Information supplied:
— begin —

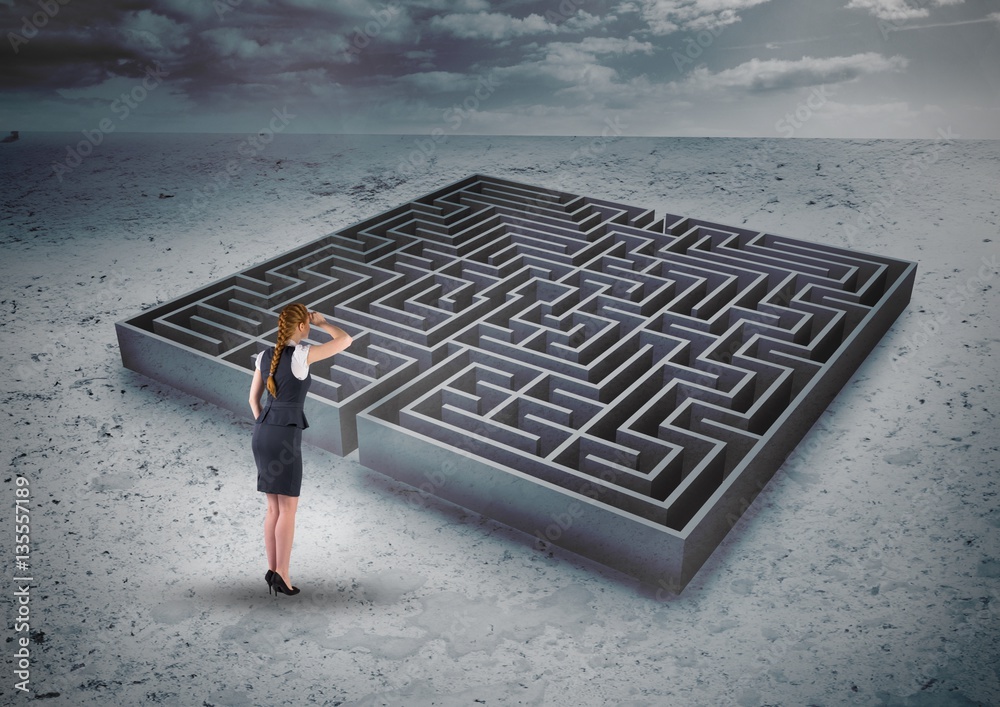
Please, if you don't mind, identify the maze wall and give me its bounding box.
[116,175,916,592]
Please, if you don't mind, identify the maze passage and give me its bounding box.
[117,175,915,590]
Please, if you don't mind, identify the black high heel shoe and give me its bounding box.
[271,572,299,596]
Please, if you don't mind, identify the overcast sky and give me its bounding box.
[0,0,1000,139]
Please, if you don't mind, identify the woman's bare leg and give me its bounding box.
[264,493,278,570]
[269,494,299,589]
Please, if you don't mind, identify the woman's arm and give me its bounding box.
[250,368,264,420]
[306,312,353,364]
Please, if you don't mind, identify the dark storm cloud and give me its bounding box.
[0,0,995,134]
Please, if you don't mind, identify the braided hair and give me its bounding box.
[267,302,309,398]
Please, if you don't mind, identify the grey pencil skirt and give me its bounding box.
[251,423,302,496]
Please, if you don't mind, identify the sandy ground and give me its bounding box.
[0,132,1000,706]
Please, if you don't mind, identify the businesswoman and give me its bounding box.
[250,302,351,595]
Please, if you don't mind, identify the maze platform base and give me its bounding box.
[115,175,916,593]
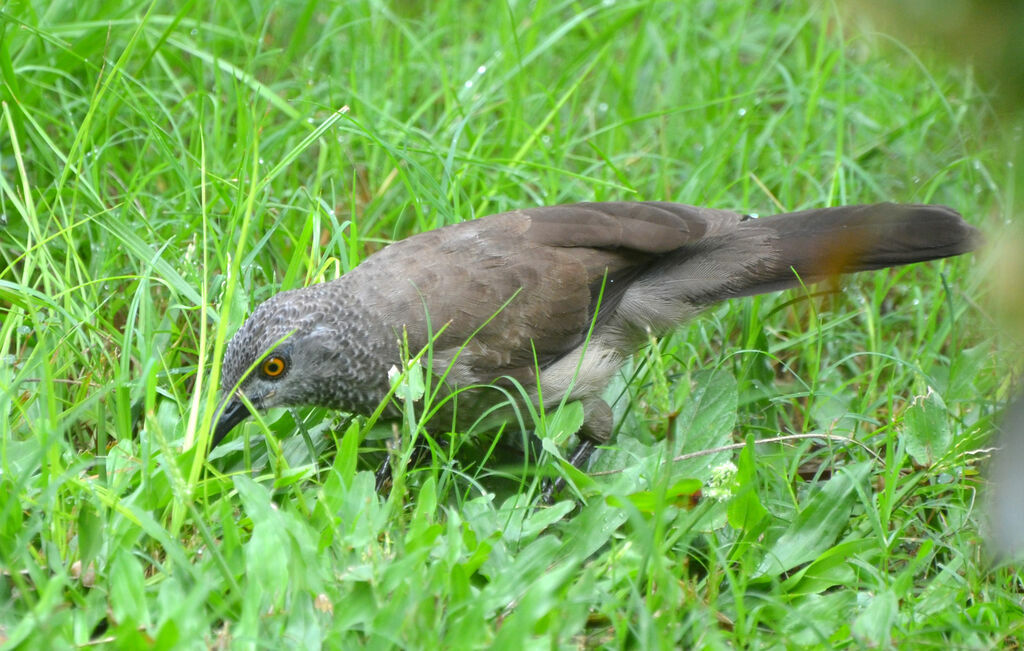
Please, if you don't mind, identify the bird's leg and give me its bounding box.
[374,441,430,496]
[541,398,612,504]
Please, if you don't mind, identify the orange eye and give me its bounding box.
[262,355,288,378]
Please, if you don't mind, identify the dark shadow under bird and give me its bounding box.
[213,202,981,495]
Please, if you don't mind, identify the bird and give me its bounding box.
[211,202,982,497]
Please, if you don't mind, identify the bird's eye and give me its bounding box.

— end —

To do: Return every line above word for word, leaving out the pictures.

Response to this task:
Please, if you don't mind, identify the maze wall and give me its bounding box.
[116,175,916,592]
Please, if you don't mind, identify the maze passage and give me its bounding box.
[117,175,915,590]
Please, if you don't mind, identify the black high heel shoe and give me its bounding box.
[271,572,299,596]
Please, if you don't mind, identify the overcast sky and give me its bounding box.
[0,0,1000,139]
Please, if you don't mind, identify the woman's bare leg and give me its bounding box.
[264,493,278,570]
[269,494,299,589]
Please, if you don't mind, identify the woman's arm and give me its bounding box.
[250,368,264,420]
[306,312,353,364]
Please, if you don't mind, identify the dark storm cloud and give me its bounding box.
[0,0,995,134]
Please, if you don't mind, identify the braided hair and give me its bounding box.
[267,302,309,398]
Please, if you don't mind, identify the grey pencil skirt and give me its bounding box.
[251,423,302,496]
Please, if you don't mind, identify the sandy ground and give me its bounding box.
[0,132,1000,706]
Please, if you don't mind, identify the businesswoman and give me its bounding box.
[250,302,351,595]
Please, if you don't mind, identify the maze platform base and give me its bounding box.
[115,175,916,593]
Please, if you don't mind, identify the bird's leg and give me its bounding box.
[374,441,430,496]
[541,398,612,504]
Please, if you don't mind, identify the orange eye and give me its bounding box.
[262,355,288,378]
Please, if you don't mind, identify the dark shadow under bird and give me its bounding box.
[213,202,981,495]
Please, if you don't mind, identify the bird and give me its bounding box.
[211,202,982,497]
Please, if you don't mind, identify the bird's eye and give me its bounding box.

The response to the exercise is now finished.